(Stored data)
· · · · · · ·

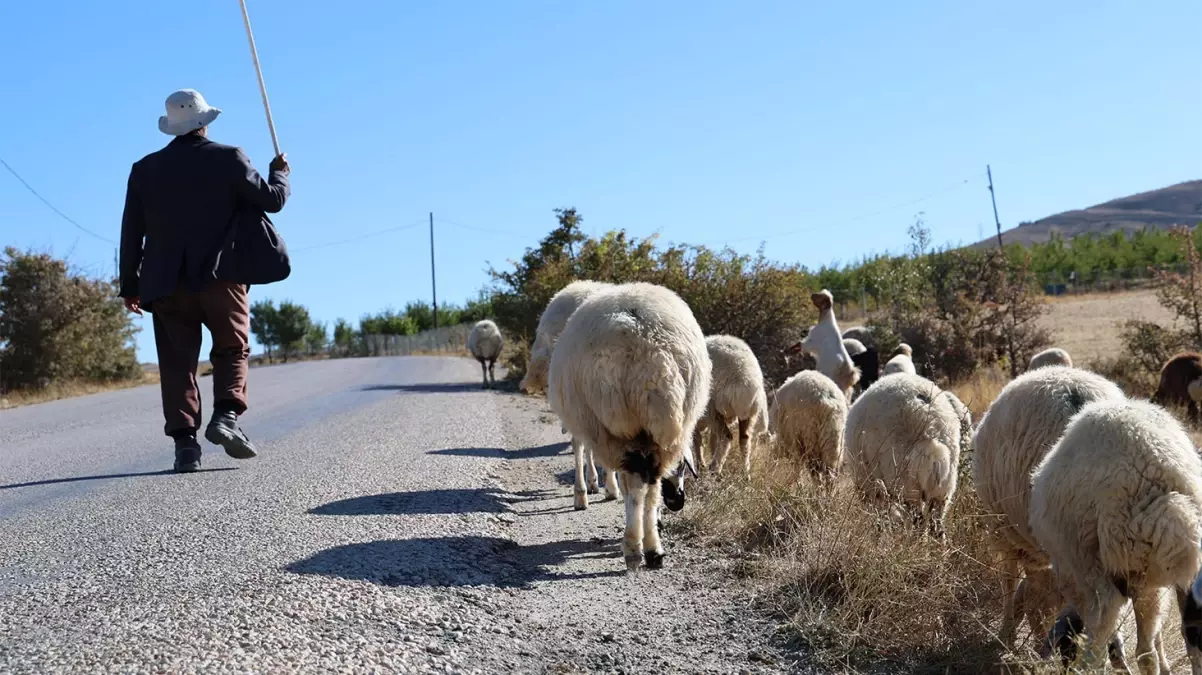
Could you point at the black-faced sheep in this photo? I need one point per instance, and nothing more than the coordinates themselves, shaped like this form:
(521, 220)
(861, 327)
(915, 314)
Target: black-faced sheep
(1052, 356)
(1117, 505)
(1180, 383)
(630, 376)
(736, 395)
(485, 342)
(904, 438)
(1016, 432)
(551, 324)
(807, 418)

· · · · · · ·

Write out all the records exactly, omitting the images.

Exercise answer →
Could you point at the black-faced sheep in this photo? I need one point per instance, and nothing more than the coordinates themselves, shaped like this form:
(521, 220)
(861, 327)
(915, 314)
Target: black-faced sheep
(1052, 356)
(1117, 505)
(1180, 383)
(630, 376)
(736, 395)
(485, 342)
(904, 438)
(1016, 432)
(551, 324)
(807, 418)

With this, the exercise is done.